## Start SOURCE

The same themes played through Michelle Cahill‘s workshop on poetry. Now comes confession time. I do write poetry. On rare occasions. At least stuff I wanted to have confirmed counted as poetry (or not). Michelle offered clear rules and sensitive feedback: Avoid lazy words (‘beautiful’ ‘lovely’), start with the specific before the abstract, don’t overindulge in intellectual gymnastics and vague referents, don’t be clever or sophisticated for the sake of being sophisticated or clever. And avoid cliches like the plague. Oops.

But when you’ve mastered the rules, she says, then sometimes you can break them.

Breaking the rules appeals to me, and in that spirit, here is the poem I read in the class, that I thought was an example of everything Not To Do, but which instead is, apparently, an example of ventriloquising. Breaking the rules in order to make them work better. Or something like that:

TerGivEr’sation
{with apologies to Eliot, Carson & Cummings}

In the room the women come and go
speaking of Plath and Pollock, or Foucault,
New beginnings (are there any other kind?) are hard.

## End SOURCE

▸ **EXERCISE DIRECTIONS**: Quote the passage about the poetry workshop between "Breaking the rules appeals" and "kind?) are hard.", inclusive.

## Start DATASET RECORDS

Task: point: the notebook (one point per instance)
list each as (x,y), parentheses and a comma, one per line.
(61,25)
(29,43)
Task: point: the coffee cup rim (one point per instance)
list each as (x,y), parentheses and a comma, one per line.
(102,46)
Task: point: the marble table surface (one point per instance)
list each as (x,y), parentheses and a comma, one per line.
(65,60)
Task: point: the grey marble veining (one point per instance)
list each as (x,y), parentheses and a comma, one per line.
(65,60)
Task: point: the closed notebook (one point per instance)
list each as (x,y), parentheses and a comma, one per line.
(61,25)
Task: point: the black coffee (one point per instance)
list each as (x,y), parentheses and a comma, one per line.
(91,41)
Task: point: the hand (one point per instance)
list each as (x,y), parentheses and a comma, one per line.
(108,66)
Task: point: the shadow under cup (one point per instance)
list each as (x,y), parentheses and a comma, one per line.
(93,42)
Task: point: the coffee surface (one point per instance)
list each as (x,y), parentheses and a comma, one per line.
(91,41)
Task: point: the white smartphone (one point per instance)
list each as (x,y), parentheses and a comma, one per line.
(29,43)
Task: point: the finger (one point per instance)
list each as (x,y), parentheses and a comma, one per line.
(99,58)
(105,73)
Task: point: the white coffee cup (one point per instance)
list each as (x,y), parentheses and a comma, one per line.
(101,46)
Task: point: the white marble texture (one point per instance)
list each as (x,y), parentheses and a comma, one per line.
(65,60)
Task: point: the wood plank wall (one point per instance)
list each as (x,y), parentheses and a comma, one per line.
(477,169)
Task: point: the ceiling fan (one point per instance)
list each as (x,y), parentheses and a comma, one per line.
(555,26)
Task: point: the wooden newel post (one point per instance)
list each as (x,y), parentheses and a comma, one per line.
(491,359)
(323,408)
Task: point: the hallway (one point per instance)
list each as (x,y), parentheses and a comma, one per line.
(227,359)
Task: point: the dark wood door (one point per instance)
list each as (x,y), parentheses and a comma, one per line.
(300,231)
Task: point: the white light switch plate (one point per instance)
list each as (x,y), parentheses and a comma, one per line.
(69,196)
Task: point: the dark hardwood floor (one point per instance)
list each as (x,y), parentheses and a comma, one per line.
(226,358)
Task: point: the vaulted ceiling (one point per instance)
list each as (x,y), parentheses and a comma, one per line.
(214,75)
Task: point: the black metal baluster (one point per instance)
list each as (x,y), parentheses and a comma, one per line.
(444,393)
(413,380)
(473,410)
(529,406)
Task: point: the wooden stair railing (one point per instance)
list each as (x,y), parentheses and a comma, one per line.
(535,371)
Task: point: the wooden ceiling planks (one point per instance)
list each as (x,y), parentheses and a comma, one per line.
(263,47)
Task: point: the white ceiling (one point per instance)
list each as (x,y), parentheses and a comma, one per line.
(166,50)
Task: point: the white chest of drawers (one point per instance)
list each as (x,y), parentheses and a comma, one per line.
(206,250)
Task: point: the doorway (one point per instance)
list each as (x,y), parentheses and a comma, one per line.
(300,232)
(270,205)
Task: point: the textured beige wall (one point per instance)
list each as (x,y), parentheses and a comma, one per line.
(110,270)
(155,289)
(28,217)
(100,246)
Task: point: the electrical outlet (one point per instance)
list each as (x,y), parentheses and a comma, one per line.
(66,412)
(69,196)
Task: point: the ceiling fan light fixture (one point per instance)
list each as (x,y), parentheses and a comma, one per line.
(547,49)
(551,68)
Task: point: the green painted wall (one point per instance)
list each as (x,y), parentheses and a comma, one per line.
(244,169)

## End DATASET RECORDS

▸ **ANSWER**:
Breaking the rules appeals to me, and in that spirit, here is the poem I read in the class, that I thought was an example of everything Not To Do, but which instead is, apparently, an example of ventriloquising. Breaking the rules in order to make them work better. Or something like that:

TerGivEr’sation
{with apologies to Eliot, Carson & Cummings}

In the room the women come and go
speaking of Plath and Pollock, or Foucault,
New beginnings (are there any other kind?) are hard.